Recorded information ::
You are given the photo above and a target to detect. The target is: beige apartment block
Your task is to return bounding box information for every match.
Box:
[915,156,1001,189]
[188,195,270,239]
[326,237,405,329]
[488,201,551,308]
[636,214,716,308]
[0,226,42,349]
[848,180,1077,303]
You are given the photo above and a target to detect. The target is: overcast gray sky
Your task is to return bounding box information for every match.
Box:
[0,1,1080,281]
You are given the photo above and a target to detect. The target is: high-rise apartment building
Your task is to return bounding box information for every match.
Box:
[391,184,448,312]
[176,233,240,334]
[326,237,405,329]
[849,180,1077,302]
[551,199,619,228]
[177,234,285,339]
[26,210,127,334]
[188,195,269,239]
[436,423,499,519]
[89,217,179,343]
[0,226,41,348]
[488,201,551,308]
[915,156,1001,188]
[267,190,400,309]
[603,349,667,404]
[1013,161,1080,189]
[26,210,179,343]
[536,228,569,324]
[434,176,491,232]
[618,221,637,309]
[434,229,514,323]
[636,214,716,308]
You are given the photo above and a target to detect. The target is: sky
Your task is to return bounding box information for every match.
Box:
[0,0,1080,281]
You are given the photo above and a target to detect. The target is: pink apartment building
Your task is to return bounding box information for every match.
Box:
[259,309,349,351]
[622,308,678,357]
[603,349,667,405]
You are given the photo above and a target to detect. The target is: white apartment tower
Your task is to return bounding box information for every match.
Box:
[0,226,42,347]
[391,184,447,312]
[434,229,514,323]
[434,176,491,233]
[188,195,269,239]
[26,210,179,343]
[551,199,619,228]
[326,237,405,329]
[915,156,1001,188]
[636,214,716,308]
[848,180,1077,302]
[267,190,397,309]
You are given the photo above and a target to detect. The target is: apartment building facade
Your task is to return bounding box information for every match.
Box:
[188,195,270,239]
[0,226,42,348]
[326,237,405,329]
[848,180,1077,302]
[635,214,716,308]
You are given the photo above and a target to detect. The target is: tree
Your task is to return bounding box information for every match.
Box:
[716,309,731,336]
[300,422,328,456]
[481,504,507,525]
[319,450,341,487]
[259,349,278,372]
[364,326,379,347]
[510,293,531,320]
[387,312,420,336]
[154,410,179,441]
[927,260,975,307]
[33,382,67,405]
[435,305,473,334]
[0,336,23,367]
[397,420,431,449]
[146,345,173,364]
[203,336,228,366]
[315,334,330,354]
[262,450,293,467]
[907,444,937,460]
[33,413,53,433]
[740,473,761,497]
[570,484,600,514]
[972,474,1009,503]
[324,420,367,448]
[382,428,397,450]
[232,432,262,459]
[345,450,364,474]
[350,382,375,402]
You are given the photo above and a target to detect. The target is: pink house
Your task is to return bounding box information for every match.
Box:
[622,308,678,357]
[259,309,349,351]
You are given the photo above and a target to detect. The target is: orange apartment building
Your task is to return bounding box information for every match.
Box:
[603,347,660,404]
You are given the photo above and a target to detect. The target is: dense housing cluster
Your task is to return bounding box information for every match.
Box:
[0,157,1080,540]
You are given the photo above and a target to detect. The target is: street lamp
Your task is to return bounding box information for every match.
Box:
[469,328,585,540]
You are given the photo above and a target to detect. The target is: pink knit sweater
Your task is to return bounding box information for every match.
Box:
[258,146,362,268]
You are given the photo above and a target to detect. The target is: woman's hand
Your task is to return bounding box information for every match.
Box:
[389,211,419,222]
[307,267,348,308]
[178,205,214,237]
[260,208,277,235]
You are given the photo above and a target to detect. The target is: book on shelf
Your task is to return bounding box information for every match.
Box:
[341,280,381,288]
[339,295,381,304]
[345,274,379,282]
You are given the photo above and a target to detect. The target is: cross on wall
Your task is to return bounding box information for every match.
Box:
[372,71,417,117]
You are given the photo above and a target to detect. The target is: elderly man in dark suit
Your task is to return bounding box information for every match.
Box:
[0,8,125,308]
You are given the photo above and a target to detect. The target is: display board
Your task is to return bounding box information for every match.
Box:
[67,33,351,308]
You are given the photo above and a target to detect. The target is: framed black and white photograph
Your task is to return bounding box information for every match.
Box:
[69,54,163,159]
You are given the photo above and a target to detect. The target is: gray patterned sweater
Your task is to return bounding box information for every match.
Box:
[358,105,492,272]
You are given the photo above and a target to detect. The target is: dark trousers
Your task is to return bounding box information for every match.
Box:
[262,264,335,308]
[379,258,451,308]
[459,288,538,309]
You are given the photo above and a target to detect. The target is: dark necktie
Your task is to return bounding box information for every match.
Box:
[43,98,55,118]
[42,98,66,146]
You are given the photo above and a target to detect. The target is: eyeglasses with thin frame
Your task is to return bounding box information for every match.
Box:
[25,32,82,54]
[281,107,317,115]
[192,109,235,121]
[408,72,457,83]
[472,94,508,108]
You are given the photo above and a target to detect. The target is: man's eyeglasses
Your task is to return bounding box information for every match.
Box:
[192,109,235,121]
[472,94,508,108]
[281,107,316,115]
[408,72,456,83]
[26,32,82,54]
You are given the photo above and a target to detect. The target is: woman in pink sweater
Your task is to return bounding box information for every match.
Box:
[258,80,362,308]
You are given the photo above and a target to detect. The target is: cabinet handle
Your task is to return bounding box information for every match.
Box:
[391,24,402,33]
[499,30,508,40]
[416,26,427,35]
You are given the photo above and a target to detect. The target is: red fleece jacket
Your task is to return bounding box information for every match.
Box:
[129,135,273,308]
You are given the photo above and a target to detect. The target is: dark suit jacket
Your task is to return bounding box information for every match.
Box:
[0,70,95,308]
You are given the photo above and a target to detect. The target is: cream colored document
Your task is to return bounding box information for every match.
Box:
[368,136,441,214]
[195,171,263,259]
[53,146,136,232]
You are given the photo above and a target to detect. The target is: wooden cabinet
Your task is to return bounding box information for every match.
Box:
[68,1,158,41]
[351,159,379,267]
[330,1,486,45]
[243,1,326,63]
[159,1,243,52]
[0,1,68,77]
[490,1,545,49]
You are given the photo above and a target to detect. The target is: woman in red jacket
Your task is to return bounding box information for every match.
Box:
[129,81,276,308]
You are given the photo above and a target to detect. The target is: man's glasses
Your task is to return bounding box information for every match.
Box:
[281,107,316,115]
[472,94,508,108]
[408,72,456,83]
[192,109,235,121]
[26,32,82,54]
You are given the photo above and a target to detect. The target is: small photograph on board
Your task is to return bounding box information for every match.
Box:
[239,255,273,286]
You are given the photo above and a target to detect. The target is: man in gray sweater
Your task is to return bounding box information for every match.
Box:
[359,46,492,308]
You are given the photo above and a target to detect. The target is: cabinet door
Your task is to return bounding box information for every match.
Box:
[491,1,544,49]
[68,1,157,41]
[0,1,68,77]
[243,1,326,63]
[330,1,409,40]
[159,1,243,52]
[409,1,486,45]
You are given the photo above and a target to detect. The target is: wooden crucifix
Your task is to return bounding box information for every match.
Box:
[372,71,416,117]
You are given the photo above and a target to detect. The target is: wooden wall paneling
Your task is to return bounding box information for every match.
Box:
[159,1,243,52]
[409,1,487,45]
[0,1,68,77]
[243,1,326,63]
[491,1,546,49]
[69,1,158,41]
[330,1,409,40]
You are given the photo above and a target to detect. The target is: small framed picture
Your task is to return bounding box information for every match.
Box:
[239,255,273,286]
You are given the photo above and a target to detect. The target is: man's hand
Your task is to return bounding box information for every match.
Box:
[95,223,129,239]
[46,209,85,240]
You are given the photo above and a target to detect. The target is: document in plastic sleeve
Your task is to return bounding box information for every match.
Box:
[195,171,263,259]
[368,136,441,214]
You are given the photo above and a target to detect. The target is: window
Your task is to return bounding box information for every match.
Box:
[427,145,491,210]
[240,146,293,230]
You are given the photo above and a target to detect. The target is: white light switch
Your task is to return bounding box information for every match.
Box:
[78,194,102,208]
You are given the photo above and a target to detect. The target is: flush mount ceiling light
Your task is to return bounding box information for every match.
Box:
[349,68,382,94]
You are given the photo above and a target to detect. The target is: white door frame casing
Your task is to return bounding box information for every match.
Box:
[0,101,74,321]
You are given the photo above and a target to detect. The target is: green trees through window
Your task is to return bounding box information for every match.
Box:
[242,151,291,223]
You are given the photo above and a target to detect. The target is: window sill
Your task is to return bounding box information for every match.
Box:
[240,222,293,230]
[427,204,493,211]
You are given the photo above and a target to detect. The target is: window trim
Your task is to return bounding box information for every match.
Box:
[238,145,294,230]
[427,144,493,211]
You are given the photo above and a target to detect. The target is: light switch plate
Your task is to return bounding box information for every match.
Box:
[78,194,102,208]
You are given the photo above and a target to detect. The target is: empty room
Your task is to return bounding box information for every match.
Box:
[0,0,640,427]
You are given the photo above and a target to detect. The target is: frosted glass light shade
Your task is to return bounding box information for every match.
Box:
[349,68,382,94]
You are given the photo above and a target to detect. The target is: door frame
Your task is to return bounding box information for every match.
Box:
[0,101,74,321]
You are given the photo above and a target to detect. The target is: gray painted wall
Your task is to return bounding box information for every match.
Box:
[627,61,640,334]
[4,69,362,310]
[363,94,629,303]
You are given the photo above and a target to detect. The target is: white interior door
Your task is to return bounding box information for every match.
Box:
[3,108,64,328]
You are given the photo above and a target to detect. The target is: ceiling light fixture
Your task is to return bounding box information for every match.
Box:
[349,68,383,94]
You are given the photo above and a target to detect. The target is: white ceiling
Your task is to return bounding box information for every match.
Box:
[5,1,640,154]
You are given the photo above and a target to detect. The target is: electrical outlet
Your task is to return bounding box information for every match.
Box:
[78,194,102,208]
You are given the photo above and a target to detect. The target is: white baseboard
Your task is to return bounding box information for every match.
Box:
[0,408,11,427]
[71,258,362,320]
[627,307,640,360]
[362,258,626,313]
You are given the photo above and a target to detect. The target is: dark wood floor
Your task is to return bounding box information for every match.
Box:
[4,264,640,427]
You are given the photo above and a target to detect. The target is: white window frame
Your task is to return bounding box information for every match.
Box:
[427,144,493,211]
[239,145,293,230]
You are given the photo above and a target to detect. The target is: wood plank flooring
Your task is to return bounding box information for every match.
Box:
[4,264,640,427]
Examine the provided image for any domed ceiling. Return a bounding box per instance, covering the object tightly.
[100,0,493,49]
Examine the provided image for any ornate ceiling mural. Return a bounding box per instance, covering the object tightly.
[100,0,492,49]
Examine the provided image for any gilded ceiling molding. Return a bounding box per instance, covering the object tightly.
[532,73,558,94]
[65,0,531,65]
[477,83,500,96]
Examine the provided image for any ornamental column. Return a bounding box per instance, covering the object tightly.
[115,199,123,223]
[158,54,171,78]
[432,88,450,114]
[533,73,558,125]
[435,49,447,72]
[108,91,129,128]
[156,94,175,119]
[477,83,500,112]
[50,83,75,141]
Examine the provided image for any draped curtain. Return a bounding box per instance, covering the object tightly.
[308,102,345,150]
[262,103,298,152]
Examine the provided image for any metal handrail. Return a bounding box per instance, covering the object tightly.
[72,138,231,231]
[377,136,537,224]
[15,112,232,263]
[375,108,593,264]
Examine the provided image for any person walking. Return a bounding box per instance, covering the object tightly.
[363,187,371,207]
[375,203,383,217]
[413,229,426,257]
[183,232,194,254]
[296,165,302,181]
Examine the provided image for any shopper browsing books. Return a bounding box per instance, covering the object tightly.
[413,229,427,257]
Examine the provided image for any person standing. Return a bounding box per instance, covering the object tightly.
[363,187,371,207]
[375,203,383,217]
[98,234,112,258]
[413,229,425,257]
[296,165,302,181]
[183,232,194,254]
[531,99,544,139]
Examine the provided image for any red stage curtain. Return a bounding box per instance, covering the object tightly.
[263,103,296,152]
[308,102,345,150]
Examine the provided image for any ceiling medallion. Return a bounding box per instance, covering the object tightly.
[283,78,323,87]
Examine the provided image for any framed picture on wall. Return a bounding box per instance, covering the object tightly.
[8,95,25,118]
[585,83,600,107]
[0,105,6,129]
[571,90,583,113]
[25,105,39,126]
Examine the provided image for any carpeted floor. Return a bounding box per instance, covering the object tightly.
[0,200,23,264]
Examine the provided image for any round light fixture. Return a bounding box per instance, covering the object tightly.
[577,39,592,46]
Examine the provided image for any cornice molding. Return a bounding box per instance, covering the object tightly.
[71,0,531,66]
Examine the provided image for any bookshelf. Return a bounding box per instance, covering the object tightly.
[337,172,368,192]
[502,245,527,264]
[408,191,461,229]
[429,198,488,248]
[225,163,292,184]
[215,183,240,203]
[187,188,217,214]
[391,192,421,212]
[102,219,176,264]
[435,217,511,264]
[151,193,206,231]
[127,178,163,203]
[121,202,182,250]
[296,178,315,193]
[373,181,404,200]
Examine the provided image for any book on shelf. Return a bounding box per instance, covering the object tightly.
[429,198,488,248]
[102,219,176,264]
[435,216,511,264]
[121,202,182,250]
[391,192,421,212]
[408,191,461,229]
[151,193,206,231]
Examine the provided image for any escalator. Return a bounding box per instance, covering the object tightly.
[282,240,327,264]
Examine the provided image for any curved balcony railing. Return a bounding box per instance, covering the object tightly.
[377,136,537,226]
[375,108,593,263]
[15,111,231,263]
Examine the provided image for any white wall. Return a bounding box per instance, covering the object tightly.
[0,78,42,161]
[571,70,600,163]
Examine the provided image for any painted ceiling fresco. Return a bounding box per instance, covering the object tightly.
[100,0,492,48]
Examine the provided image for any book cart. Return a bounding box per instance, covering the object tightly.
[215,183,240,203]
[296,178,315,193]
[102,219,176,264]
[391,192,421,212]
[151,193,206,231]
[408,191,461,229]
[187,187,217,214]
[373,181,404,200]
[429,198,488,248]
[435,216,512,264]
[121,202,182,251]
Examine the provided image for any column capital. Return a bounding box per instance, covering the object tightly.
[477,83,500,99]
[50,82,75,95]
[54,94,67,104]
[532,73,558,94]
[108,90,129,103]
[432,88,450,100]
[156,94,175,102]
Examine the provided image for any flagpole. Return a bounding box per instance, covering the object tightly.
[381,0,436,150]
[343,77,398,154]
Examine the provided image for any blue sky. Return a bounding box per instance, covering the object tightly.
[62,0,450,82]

Task statement :: Render the material between the line containing "Examine the provided image for any red" and the line containing "[283,78,323,87]", inclusive, as a Markdown table with the columns "No." and "Text". Skip blank lines.

Complete answer ::
| No. | Text |
|---|---|
| 1 | Examine the provided image for any red stage curtain. Return a bounding box per instance, covering the object tightly. |
| 2 | [263,103,296,152] |
| 3 | [308,102,345,150] |
| 4 | Examine the provided image for any ceiling medallion. Return a bounding box per instance, covering the object tightly. |
| 5 | [283,78,323,87] |